━━━ Records for the exercise ━━━
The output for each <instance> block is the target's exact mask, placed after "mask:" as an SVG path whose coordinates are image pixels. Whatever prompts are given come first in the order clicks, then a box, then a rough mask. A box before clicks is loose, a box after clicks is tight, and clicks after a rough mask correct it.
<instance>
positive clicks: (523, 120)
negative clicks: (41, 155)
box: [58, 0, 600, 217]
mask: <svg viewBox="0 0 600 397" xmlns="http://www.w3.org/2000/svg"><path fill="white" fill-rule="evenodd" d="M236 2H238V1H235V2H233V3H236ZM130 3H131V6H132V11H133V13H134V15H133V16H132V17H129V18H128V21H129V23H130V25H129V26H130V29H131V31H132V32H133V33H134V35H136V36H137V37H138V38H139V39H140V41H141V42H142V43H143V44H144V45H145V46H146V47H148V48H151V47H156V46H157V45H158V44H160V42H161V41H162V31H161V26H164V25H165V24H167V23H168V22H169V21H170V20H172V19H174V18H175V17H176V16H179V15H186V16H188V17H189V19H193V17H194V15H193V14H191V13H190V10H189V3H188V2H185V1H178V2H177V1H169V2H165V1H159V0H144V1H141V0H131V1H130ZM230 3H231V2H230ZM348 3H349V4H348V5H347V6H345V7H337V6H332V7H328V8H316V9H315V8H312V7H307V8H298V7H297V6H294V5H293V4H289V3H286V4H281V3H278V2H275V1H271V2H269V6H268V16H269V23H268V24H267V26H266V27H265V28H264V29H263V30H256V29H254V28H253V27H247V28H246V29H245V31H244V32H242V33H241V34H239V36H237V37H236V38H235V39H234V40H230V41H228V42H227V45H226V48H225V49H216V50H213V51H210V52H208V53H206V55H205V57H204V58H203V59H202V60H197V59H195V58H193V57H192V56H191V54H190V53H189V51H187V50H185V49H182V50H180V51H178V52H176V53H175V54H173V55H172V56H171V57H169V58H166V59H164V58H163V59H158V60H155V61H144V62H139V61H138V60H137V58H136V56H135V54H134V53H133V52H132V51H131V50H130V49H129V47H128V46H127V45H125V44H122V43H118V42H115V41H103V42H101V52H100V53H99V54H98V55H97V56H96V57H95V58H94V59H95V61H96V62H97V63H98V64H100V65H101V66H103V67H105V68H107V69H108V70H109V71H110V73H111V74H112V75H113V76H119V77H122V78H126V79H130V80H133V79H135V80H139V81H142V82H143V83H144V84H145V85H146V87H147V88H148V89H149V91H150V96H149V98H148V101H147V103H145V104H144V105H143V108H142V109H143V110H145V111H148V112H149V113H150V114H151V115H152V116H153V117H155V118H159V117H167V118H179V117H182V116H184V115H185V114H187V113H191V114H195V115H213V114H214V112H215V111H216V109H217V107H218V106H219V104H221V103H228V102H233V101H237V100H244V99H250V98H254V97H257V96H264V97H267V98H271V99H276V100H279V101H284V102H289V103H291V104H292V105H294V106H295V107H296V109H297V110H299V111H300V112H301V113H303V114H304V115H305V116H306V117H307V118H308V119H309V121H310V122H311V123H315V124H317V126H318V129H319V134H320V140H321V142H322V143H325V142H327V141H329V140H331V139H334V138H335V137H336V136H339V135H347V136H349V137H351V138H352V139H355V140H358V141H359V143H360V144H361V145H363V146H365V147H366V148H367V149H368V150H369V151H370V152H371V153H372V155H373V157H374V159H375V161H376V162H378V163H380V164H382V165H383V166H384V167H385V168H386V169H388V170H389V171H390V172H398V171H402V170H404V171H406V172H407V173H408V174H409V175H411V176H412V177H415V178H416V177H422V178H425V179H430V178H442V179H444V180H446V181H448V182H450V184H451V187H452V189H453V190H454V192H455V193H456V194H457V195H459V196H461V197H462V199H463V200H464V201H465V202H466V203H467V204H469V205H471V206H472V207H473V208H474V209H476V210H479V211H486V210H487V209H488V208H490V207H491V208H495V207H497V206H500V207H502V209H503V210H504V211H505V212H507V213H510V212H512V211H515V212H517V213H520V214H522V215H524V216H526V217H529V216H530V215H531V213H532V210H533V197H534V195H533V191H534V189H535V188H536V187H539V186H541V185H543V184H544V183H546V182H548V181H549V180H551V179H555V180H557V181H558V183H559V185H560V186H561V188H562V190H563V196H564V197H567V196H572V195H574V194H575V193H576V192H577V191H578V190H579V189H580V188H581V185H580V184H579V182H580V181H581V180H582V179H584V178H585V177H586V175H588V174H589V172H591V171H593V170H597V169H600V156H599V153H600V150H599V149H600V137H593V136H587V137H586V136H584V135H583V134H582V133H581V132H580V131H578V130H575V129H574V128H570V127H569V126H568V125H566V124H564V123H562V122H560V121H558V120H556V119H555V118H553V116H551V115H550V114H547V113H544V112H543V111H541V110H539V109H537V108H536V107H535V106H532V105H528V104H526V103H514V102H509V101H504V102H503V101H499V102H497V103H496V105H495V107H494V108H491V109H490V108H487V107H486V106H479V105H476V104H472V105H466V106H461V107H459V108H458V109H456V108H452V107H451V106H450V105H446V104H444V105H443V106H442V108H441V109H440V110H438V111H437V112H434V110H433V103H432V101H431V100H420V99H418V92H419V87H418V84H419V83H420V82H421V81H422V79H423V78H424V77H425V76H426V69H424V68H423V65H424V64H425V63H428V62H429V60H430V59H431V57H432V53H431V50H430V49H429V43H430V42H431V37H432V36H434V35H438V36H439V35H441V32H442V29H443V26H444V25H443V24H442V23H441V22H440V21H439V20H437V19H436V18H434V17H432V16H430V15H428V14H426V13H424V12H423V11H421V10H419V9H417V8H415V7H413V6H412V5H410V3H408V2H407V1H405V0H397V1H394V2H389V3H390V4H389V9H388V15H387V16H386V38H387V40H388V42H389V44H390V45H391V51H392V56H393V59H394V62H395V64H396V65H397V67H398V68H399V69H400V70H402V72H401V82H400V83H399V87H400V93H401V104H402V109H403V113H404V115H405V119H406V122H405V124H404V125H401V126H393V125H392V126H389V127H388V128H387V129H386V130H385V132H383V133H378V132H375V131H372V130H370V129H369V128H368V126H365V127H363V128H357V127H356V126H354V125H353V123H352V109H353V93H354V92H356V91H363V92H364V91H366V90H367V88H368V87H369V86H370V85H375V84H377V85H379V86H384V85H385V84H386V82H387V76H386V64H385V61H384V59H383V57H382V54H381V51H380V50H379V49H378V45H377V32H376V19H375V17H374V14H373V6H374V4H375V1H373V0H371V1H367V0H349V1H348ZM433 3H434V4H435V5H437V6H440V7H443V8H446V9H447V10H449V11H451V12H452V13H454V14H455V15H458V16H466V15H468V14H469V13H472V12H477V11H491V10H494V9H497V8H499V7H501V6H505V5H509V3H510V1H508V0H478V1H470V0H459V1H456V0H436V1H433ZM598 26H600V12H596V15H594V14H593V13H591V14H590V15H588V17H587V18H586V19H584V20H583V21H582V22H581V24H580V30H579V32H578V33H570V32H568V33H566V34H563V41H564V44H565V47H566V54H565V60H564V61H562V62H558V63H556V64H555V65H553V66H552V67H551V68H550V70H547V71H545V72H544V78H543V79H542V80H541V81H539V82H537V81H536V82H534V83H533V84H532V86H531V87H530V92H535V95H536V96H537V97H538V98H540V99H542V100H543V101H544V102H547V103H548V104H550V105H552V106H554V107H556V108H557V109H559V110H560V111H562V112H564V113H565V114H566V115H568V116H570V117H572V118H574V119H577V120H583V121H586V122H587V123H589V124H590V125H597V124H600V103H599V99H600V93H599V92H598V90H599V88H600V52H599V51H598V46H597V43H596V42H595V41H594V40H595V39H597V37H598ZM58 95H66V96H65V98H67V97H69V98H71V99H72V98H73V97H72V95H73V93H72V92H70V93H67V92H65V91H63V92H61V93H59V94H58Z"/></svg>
━━━
### Task description
Scan the lines above for the word "clicks" and copy every one where it occurs.

### Exercise response
The output for each <instance> block is the target's exact mask, placed after "mask:" as an SVG path whose coordinates are image pixels. Whatever prompts are given come first in the order clicks, then a box, then a rough mask. A box before clicks is loose, a box after clicks is tight, and clicks after a rough mask correct it.
positive clicks: (523, 120)
negative clicks: (41, 155)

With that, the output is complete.